* Passage provided:
******************************

Are Cubans Ready to Break the Chains?

Members of the Solidarity Resistance Group during a meeting on December 3, 2022 in Warsaw. (Government of Poland)

Despite having been thwarted by brutal repression, 7/11/2021 woke up many people who until then thought it was impossible to break those chains

By Ariel Hidalgo (14ymedio)

HAVANA TIMES – When millions of workers peacefully took to the streets in Poland in 1981, the general secretary of the Communist Party resigned, and his successor agreed with the Solidarity movement in rather typical terms of a surrender. The communist regime had collapsed.

But at that time it was not convenient for Solidarity to take power because the Russian troops were on the border willing to repeat the bloody scenario of Hungary in 1956 and Czechoslovakia in 1968. For the same reason, a Polish general staged the coup d’état and took his leaders to jail, and both of them had to wait a few years until Gorbachev declared the end of interventionist policy.

Why was Solidarity able to mobilize so many people? Mainly due to two factors:

The great influence of Catholicism on the population, together with the support of a Polish Pope.

And the influence of the struggles of a dissent that had already been preparing for years the conditions for a mass trade union movement: in particular, the struggle of the Workers’ Defense Committee (COS-COR) founded by a fighter later known as “the godfather of the Polish opposition,” Jacek Kurón.

Sometimes providence pulls its strings in a strange way. That general, Wojciech Jaruzelski, in his childhood, was forced to flee from the communists with his whole family to Lithuania, when the Soviet Union seized part of Poland, for fear of being deported to Siberia where his father had died in a hard-labor camp. And that dissident leader had been a prominent militant of the Polish communist youth).

The conditions of Cuba, today, are not the same as those of Poland in 1981.

It was 132 years ago that José Martí, with the clairvoyance that characterized him, wrote these words: “When a problem arises in Cojímar, the solution is not going to be sought in Danzig.” Danzig is the current city of Gdansk, where almost a hundred years later the Solidarity union emerged, which implied that our problems had to be solved based on our own conditions.

We Cubans do not have that strong Catholic influence nor a Pope to support us, nor do we have a broad trade union movement. However, Cuba today has other advantages:

No country in the European socialist camp had a dissidence with as long an experience of struggle as the one in Cuba. It’s a broad movement, not trade unionist but of human rights, which contributed to the formation of a civic consciousness. Of all the social explosions in Latin America in those years, the only one carried out peacefully outside Cuba had a lot to do with an opposition that, from its beginning, declared itself peaceful, the only opposition movement that the regime has not been able to exterminate.

******************************

* Entries:
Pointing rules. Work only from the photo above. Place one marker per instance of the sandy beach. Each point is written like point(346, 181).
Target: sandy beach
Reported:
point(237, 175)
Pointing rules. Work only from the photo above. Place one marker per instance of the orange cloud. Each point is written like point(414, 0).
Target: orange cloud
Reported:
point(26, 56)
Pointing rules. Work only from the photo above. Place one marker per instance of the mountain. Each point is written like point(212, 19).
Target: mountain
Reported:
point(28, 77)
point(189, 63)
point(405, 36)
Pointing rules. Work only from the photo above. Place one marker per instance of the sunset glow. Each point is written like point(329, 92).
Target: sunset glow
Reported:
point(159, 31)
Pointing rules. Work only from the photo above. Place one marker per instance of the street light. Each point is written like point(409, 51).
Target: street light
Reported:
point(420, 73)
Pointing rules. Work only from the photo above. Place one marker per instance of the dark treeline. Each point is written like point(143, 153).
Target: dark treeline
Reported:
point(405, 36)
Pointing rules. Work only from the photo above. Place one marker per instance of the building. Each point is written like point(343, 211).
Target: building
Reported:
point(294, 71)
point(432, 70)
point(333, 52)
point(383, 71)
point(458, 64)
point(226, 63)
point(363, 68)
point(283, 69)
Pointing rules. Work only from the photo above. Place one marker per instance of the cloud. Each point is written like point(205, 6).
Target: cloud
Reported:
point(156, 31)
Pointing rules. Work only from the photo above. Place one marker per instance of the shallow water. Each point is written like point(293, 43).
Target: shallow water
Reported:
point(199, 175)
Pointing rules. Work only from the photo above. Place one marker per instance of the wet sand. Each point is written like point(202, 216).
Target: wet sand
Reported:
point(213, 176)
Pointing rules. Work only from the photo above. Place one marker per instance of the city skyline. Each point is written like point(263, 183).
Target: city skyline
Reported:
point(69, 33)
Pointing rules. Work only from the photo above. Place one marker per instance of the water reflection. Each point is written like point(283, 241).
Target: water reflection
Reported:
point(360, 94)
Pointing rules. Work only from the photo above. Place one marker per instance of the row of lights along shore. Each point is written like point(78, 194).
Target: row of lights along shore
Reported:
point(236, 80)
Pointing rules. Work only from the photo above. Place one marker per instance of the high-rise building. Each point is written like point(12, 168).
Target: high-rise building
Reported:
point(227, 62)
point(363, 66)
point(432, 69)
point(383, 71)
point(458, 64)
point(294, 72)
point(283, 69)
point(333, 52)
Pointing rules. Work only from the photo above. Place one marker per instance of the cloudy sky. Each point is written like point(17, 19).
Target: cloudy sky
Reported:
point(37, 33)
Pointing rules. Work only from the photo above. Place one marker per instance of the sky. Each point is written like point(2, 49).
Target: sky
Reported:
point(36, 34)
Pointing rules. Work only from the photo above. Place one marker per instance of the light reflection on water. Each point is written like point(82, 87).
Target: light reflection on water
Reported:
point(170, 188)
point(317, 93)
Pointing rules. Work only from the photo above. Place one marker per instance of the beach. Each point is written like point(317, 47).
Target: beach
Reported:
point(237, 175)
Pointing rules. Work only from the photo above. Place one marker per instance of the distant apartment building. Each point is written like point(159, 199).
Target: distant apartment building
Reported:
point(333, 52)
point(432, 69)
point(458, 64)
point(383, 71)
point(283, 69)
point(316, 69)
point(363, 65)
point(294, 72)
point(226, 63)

******************************

* Written task: Copy from the Solidarity article the part that starts with the words containing "Sometimes providence pulls" and ends with "Poland in 1981.". The entries are not needed here.

* Complete output:
Sometimes providence pulls its strings in a strange way. That general, Wojciech Jaruzelski, in his childhood, was forced to flee from the communists with his whole family to Lithuania, when the Soviet Union seized part of Poland, for fear of being deported to Siberia where his father had died in a hard-labor camp. And that dissident leader had been a prominent militant of the Polish communist youth).

The conditions of Cuba, today, are not the same as those of Poland in 1981.